Task A: Copy the entries word for word, starting at the line containing "For every instance of the red" and continuing through the last entry, with both ends included.

Document excerpt:
###

An unidentified Psalmist says pretty much the same thing: “Of old you laid the foundation of the earth, and the heavens are the work of Your hands. They will perish, but You will remain; they will all wear out like a garment. You will change them like a robe, and they will pass away, but You are the same, and Your years have no end.” (Psalm 102:25-27) It’s worth noting that this entire Psalm is a poignant, terrifyingly accurate description of the Nazi Holocaust, its aftermath, and its legacy. The point here is that because Yahweh inhabits eternity, there is always hope for His people, no matter how bad things get. The chapter concludes: “The children of Your servants shall dwell secure; their offspring shall be established before You.” (Psalm 102:28) Against all odds, the world is about to discover how literally true those words are. The Messiah’s Millennial reign—centered in Zion—is practically upon us, no matter what you hear on the evening news. Remember what we learned a few paragraphs back: “The fool cannot understand this.”

###

Data:
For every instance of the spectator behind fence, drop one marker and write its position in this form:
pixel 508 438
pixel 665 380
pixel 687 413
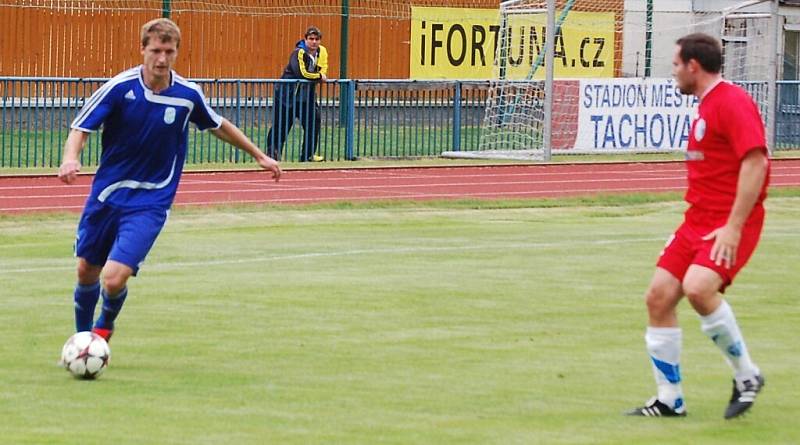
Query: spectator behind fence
pixel 144 113
pixel 308 61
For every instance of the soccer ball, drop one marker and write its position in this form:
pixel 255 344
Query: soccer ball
pixel 85 355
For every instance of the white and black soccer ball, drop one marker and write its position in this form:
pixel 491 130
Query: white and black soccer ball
pixel 85 355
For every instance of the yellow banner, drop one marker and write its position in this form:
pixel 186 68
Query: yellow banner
pixel 461 43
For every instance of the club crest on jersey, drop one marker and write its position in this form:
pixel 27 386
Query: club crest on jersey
pixel 699 129
pixel 169 115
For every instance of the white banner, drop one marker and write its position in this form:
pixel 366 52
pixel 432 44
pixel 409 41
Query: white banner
pixel 635 113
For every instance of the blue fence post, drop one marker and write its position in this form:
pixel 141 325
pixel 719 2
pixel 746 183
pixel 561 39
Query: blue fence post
pixel 457 117
pixel 238 114
pixel 349 136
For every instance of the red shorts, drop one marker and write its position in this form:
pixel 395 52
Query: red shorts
pixel 686 246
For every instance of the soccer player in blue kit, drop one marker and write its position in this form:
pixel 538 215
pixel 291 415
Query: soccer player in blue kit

###

Task B: According to the passage on Psalm 102, why is there always hope for Yahweh's people?

Written reply A:
For every instance of the red shorts, drop one marker and write its position in this form:
pixel 395 52
Query: red shorts
pixel 686 246
For every instance of the soccer player in blue kit, drop one marker and write its position in this form:
pixel 538 215
pixel 291 415
Query: soccer player in blue kit

Written reply B: Because Yahweh inhabits eternity.